:: Requirement ::
Will you restate verbatim the lines running from the line with "If you would be willing to tag the blue ford" to the end of the data, leaving out everything else?

++++ Data supplied ++++

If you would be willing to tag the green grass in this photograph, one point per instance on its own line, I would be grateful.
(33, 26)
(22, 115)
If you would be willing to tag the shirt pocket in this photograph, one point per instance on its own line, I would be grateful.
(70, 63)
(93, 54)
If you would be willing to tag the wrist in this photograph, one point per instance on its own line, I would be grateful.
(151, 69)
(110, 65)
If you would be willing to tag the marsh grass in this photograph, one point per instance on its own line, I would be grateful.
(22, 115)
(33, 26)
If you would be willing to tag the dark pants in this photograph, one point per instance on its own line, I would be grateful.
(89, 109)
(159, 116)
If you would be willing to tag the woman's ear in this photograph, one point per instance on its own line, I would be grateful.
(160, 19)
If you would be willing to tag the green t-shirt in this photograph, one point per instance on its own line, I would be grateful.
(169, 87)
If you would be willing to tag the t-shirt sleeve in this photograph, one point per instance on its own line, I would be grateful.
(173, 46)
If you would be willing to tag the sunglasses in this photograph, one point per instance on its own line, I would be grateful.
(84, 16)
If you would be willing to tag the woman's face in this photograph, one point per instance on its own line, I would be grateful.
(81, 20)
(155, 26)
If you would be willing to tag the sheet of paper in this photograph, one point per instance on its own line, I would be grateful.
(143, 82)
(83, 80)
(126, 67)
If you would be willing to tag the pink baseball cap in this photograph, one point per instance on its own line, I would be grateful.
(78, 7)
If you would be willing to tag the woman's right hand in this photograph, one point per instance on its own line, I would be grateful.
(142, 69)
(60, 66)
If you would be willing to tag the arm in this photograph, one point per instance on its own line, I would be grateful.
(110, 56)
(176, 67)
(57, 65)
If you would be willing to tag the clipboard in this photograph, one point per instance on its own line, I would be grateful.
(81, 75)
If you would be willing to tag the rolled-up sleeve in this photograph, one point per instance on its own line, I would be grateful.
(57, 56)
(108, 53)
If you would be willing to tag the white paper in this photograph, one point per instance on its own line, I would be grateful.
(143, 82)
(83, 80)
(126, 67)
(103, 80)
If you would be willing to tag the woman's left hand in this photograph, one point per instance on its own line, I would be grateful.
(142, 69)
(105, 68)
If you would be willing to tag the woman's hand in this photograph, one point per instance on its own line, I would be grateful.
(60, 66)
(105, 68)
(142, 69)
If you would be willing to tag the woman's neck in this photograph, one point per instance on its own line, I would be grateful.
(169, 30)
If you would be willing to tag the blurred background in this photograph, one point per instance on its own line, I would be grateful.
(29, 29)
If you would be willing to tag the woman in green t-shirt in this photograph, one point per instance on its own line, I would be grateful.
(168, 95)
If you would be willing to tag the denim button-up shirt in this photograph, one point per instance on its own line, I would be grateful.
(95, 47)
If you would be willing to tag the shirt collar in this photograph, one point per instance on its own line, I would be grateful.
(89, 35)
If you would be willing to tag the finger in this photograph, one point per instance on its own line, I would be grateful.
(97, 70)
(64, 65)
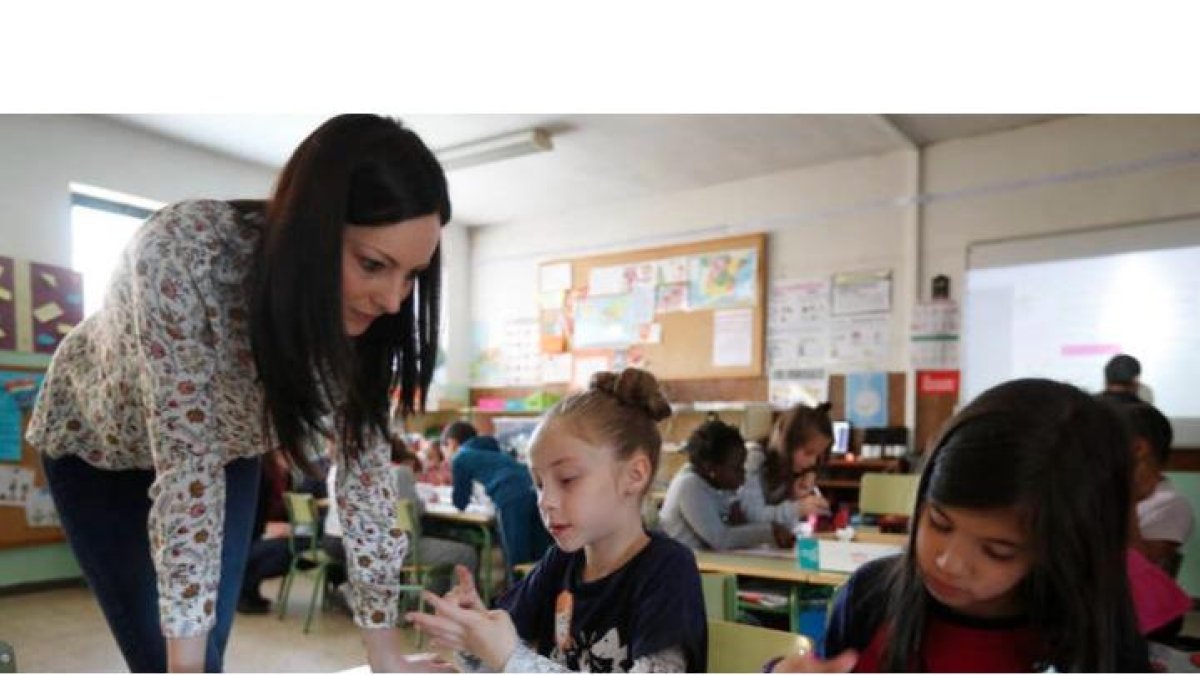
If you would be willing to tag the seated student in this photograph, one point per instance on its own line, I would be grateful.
(699, 509)
(1018, 555)
(432, 551)
(609, 597)
(435, 466)
(1164, 517)
(797, 441)
(507, 483)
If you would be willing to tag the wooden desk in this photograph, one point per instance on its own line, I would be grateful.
(774, 567)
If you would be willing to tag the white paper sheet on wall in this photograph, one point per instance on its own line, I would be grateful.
(861, 340)
(732, 338)
(555, 276)
(609, 281)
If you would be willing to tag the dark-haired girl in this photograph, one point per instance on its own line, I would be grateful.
(1017, 559)
(229, 329)
(700, 509)
(797, 441)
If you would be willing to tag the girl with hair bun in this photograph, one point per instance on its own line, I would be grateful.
(609, 596)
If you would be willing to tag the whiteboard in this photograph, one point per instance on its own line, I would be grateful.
(1062, 306)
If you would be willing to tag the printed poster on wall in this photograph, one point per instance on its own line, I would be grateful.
(18, 392)
(7, 305)
(867, 399)
(723, 279)
(862, 292)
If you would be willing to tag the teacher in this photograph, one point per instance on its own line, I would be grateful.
(231, 328)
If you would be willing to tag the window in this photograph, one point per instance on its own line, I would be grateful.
(101, 227)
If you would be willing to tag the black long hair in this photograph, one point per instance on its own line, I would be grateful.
(1063, 460)
(353, 169)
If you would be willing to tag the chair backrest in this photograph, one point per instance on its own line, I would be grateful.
(738, 647)
(720, 595)
(1187, 483)
(303, 518)
(409, 520)
(888, 494)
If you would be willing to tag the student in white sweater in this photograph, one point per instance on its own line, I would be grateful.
(699, 509)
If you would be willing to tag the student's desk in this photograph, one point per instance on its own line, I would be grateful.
(475, 518)
(775, 565)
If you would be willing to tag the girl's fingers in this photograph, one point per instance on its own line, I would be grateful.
(450, 610)
(437, 626)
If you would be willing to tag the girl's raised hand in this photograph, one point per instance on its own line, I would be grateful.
(463, 593)
(489, 634)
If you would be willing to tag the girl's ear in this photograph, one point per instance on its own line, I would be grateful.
(637, 475)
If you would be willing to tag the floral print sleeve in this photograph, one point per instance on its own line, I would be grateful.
(375, 548)
(177, 356)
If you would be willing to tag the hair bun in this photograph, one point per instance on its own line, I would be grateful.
(635, 388)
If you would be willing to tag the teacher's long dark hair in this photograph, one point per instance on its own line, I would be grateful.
(361, 171)
(1063, 460)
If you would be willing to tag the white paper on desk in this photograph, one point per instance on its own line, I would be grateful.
(40, 509)
(555, 276)
(609, 281)
(16, 485)
(732, 338)
(797, 303)
(863, 292)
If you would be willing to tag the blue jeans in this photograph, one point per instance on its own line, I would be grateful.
(105, 515)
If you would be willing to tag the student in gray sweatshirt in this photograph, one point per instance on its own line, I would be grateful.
(700, 511)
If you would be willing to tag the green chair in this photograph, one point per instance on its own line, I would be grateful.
(303, 518)
(7, 658)
(720, 595)
(888, 494)
(738, 647)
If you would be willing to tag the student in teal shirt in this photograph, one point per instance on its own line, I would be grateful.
(508, 484)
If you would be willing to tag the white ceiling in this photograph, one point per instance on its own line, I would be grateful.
(600, 159)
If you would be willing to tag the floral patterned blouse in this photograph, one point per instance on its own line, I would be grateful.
(162, 378)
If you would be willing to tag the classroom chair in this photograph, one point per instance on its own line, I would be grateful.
(738, 647)
(303, 518)
(1188, 563)
(888, 494)
(408, 521)
(720, 595)
(7, 658)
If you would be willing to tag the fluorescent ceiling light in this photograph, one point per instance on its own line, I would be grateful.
(495, 149)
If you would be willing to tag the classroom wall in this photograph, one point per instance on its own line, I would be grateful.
(834, 217)
(1069, 174)
(40, 155)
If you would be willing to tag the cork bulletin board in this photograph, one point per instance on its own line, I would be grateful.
(22, 483)
(685, 350)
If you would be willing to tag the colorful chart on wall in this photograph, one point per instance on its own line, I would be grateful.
(723, 279)
(7, 305)
(57, 304)
(605, 321)
(18, 390)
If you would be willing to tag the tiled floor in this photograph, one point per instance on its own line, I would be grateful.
(63, 631)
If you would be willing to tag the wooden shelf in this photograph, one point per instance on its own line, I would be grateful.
(865, 464)
(835, 484)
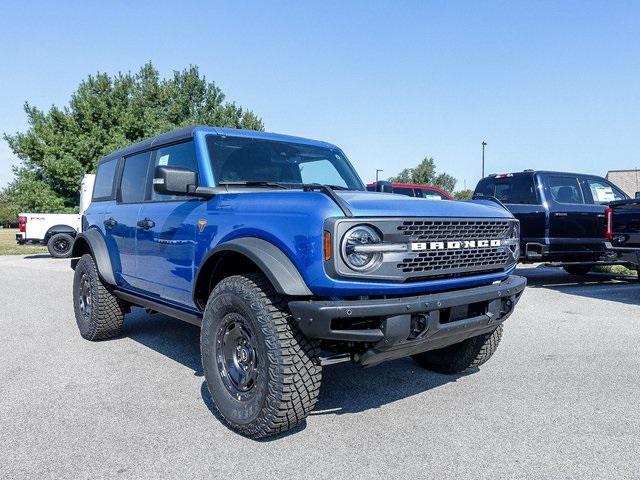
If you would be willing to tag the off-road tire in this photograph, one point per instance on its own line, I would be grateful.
(289, 372)
(578, 270)
(60, 239)
(466, 355)
(105, 317)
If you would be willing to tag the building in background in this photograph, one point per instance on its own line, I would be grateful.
(627, 180)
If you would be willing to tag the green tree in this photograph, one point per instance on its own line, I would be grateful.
(463, 194)
(425, 173)
(8, 210)
(106, 113)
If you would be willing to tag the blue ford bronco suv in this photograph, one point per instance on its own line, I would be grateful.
(272, 245)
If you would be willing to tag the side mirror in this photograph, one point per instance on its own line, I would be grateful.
(384, 186)
(174, 180)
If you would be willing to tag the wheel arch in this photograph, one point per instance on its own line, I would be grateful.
(93, 243)
(244, 255)
(61, 228)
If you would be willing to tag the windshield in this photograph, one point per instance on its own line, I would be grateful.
(239, 160)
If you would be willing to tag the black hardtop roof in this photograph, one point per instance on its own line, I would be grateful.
(188, 132)
(148, 143)
(554, 172)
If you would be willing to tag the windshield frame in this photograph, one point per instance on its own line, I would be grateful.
(210, 146)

++++

:: Correct response ::
If you would be willing to tag the blue ford bronco suv in this photograph, one point per instance on its own line, I would be grateful.
(272, 245)
If you would be willing to tag the side mirror in this photograph, one point per instance on its own line, I would be grateful.
(384, 186)
(174, 180)
If you would be willing to tag the wheel arch in this photograph, one point per instance on its own line, I would be grateful.
(93, 243)
(244, 255)
(61, 228)
If you would be willing to tag the windshield in this photograph, one point per instance on its own line, I would be grateful.
(239, 160)
If you would be willing to tag the black hardtop roof in this photograph, one point per instance on its own line, I would be grateful.
(188, 132)
(148, 143)
(554, 172)
If you would be willing to tag the windshield frame in this photograph, one point per instance on its own line, I would be grateful.
(210, 146)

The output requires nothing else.